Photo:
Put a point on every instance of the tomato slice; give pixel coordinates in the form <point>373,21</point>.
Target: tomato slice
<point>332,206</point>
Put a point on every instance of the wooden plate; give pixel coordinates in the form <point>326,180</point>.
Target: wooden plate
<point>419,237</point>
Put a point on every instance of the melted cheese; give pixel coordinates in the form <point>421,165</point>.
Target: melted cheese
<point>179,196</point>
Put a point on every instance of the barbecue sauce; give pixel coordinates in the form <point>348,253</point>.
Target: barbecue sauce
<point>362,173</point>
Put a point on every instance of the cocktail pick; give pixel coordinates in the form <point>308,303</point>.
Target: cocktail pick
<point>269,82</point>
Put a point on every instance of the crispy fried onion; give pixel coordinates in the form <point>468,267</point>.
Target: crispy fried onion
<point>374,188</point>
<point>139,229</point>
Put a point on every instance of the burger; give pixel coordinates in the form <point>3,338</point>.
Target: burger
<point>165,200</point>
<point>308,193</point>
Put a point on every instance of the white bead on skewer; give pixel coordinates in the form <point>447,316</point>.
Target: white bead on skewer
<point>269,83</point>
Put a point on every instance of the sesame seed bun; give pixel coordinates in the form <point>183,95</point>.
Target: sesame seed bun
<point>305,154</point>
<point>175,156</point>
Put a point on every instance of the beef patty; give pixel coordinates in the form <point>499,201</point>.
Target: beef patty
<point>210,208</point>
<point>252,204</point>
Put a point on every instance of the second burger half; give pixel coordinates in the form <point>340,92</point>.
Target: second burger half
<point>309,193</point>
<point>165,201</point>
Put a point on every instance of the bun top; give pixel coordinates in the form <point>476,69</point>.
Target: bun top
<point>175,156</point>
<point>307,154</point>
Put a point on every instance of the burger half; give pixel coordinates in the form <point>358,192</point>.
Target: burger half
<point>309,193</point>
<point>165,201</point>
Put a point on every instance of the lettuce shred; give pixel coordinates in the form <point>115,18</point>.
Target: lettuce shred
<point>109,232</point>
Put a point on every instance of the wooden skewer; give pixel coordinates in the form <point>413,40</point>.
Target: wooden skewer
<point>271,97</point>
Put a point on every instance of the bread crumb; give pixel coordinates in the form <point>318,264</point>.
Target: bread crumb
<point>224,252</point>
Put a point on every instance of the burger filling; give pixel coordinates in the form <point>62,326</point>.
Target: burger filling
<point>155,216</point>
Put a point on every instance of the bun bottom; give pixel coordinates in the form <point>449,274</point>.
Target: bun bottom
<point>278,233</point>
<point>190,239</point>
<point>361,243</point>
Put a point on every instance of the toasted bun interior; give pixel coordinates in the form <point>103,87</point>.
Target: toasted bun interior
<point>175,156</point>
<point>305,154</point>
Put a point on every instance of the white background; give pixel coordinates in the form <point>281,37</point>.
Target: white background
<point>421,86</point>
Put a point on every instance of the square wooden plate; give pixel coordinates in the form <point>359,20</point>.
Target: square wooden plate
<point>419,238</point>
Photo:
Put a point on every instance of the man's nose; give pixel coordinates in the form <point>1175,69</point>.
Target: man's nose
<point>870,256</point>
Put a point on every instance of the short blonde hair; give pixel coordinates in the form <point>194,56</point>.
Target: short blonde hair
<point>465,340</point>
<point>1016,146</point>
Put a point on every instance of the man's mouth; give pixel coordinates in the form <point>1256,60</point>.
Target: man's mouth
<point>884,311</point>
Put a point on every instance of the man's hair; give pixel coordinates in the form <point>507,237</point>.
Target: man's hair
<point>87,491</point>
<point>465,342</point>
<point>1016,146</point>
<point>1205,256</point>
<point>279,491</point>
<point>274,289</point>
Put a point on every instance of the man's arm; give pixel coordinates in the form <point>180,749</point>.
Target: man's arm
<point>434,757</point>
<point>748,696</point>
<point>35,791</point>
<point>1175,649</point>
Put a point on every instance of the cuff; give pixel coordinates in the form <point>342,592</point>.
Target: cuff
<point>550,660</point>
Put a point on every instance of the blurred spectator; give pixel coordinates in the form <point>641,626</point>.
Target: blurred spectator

== YOUR TASK ==
Gather up the lines containing the word "blurred" from these records and copy them.

== WRITTEN ANSWER ==
Put a point on every instance of the blurred spectator; give pixel coordinates in the form <point>641,626</point>.
Target: blurred spectator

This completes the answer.